[Begin]

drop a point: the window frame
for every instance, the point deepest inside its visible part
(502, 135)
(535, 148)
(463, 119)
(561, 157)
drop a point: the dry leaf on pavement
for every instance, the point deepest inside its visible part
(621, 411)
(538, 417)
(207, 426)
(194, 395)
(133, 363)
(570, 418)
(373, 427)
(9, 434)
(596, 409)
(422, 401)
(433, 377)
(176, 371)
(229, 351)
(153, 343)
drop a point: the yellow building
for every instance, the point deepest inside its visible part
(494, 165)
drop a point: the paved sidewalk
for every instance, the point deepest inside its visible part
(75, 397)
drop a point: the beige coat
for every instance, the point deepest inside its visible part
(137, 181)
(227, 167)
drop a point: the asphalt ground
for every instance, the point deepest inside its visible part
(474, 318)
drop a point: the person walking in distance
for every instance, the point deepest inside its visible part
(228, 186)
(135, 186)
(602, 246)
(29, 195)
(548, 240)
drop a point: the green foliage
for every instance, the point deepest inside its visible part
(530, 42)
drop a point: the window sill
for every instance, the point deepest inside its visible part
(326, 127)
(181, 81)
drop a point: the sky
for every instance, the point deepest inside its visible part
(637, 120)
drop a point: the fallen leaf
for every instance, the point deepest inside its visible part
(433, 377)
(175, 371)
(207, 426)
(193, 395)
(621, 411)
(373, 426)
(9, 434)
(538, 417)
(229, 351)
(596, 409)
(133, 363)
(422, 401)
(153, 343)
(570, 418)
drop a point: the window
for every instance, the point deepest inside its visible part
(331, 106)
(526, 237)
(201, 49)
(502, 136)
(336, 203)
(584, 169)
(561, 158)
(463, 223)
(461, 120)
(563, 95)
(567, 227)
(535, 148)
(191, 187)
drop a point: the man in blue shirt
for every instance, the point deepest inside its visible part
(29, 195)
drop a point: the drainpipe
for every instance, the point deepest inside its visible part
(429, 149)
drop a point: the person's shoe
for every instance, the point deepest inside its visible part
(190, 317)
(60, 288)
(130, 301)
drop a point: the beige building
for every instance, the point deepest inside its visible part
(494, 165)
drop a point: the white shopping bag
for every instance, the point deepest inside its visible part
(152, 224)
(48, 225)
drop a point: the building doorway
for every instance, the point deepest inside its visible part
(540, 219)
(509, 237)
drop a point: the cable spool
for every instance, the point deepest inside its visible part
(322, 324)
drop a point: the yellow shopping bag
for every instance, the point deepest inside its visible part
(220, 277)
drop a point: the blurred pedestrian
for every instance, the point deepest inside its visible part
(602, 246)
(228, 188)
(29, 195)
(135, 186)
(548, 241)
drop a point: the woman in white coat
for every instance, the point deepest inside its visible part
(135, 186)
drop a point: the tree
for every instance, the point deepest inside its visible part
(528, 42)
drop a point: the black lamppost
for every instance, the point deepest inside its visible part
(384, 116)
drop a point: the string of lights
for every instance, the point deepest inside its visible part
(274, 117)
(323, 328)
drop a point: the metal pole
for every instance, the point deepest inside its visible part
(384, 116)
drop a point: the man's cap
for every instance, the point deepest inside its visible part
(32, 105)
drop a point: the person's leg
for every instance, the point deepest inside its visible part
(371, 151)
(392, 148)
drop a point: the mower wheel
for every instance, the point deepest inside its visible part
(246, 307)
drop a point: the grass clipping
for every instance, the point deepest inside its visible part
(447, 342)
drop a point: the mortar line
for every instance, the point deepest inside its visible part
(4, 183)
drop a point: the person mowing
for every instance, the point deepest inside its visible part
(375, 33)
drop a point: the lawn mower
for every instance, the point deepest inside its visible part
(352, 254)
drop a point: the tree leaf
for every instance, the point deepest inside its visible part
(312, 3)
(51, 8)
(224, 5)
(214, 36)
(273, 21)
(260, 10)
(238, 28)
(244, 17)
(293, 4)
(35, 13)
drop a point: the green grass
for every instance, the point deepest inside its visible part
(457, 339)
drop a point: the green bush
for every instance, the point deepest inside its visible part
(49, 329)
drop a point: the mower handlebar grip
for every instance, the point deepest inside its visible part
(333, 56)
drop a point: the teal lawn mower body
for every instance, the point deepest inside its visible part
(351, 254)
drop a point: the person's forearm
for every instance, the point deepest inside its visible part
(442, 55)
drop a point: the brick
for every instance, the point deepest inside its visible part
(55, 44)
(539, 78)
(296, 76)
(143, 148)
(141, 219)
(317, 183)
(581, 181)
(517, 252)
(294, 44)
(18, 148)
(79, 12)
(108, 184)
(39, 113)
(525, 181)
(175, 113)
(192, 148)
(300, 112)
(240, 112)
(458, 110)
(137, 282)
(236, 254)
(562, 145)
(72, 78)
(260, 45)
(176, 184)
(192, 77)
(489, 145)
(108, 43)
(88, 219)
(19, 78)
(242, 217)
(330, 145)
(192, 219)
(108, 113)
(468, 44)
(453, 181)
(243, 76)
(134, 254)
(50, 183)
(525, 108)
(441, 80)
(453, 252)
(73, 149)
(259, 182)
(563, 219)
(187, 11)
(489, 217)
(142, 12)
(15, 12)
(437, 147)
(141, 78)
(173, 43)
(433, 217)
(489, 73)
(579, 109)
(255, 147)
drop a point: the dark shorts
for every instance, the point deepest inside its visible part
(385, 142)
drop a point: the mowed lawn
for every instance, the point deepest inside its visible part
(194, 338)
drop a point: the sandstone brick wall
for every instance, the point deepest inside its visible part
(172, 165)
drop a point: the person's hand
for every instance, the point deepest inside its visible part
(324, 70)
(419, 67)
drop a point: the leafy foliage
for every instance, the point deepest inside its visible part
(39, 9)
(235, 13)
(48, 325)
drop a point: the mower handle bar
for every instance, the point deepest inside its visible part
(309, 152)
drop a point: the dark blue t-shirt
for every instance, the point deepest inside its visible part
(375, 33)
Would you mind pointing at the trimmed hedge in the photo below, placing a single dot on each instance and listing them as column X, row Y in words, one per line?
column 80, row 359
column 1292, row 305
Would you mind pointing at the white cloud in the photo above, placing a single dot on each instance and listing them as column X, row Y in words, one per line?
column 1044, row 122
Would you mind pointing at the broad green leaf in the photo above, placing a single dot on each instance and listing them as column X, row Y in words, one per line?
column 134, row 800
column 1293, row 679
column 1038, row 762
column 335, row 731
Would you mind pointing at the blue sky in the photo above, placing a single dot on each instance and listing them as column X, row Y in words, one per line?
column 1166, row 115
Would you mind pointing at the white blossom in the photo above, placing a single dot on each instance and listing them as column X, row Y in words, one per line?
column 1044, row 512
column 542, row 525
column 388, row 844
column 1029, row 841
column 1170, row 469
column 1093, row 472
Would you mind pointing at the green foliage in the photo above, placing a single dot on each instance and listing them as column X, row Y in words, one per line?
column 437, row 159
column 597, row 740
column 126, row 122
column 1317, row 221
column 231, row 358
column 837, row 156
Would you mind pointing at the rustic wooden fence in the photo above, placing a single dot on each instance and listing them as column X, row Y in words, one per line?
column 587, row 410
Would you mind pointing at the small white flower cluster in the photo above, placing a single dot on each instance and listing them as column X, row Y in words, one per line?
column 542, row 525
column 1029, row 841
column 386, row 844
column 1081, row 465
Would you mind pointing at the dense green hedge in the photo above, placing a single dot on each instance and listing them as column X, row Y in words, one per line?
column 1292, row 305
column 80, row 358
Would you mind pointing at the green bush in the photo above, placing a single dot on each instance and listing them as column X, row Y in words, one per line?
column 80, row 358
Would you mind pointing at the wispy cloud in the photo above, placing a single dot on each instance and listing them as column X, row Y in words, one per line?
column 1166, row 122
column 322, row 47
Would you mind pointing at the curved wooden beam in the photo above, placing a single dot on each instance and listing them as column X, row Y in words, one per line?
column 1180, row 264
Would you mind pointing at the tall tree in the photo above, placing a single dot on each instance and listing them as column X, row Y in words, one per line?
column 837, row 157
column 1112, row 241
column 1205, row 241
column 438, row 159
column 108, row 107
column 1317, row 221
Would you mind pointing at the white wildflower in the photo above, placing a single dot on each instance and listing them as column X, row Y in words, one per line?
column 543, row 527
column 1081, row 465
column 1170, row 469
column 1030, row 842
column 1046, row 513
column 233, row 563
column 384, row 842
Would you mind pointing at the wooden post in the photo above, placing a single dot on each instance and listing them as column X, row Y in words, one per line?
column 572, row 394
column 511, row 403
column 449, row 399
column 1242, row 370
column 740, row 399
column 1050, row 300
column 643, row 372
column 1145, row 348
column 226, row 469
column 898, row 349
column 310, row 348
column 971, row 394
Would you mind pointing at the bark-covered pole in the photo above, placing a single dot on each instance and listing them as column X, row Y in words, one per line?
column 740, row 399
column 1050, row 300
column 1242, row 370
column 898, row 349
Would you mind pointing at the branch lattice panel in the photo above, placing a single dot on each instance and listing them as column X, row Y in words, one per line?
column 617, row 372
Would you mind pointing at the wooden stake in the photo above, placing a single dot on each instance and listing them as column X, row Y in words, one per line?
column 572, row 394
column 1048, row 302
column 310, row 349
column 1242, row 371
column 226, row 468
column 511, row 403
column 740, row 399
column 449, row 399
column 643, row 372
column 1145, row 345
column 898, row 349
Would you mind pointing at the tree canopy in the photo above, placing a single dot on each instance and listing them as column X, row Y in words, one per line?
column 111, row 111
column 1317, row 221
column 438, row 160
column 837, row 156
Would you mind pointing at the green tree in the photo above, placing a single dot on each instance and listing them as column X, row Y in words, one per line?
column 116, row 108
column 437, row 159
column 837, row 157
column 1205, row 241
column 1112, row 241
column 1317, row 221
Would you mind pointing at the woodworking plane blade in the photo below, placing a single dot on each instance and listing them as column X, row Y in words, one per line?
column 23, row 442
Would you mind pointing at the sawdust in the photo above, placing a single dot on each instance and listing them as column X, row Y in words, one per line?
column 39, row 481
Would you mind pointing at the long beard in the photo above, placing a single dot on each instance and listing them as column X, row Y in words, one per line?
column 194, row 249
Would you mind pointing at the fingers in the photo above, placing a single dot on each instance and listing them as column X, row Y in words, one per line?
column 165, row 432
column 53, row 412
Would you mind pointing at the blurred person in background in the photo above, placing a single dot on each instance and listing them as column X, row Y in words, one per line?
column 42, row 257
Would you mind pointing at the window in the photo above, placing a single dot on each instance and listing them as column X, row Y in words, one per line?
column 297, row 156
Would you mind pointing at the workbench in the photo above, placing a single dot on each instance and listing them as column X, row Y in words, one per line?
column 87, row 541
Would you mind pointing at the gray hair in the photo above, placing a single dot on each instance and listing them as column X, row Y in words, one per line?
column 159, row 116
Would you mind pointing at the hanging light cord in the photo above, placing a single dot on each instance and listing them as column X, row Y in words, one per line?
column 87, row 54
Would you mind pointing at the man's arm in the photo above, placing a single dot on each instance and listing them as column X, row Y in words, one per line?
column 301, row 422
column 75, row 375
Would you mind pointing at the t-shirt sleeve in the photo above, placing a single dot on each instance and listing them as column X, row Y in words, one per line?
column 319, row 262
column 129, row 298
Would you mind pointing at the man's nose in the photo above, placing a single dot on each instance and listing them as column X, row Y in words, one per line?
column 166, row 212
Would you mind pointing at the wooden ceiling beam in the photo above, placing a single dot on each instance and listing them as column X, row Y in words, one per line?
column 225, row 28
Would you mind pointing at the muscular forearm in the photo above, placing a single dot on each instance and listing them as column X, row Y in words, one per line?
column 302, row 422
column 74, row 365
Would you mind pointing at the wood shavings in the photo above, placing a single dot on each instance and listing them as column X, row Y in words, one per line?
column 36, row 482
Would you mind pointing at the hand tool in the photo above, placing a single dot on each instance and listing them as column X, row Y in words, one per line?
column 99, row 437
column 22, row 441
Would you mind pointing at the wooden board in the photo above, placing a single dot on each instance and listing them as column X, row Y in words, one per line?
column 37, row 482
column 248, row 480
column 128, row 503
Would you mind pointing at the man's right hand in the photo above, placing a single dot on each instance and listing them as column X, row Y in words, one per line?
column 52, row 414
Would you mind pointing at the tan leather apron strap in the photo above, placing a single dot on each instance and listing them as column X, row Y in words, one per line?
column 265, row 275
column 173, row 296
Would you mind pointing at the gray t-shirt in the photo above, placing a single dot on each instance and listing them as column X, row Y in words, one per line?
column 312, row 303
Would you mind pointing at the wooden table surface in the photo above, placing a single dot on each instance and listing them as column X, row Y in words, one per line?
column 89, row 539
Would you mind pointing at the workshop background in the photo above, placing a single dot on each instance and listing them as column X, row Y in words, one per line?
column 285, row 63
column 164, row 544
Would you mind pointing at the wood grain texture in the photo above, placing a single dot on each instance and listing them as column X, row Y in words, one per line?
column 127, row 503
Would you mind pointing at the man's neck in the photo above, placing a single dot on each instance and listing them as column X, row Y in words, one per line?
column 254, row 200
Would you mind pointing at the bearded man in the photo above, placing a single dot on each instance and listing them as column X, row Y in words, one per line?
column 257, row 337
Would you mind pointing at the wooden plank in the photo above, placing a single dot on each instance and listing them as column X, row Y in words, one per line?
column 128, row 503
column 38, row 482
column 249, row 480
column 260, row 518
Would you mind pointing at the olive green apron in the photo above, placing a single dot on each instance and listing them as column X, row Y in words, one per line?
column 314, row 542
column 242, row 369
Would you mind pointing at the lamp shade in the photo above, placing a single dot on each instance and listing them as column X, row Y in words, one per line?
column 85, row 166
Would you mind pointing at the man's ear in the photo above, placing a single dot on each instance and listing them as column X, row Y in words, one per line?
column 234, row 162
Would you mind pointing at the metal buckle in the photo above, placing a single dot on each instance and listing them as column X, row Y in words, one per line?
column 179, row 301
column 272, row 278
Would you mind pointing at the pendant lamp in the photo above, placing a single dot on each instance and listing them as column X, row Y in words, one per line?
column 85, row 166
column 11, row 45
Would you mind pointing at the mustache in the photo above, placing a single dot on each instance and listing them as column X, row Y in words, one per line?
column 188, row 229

[End]

[Task details]
Recast the lines of the material above as a numbered list, from the line with "Would you mind pointing at the dense" up to and including the line with "column 1180, row 264", leaving out any blank lines.

[Answer for the task]
1. Would you mind pointing at the dense green hedge in the photo above, placing a single dot on each instance and listing them as column X, row Y in words, one per line?
2. column 1292, row 305
3. column 80, row 358
4. Would you mind pointing at the green bush in the photo above, placing a single dot on each instance and listing them as column X, row Y in words, one per line?
5. column 80, row 358
6. Would you mind pointing at the wispy cloud in the photo above, placing a single dot on each instance and listing them as column X, row Y in words, one per line?
7. column 1166, row 122
8. column 322, row 47
9. Would you mind pointing at the curved wooden beam in the photo above, placing a single dot on each instance and listing them as column X, row Y in words, one per line?
10. column 1180, row 264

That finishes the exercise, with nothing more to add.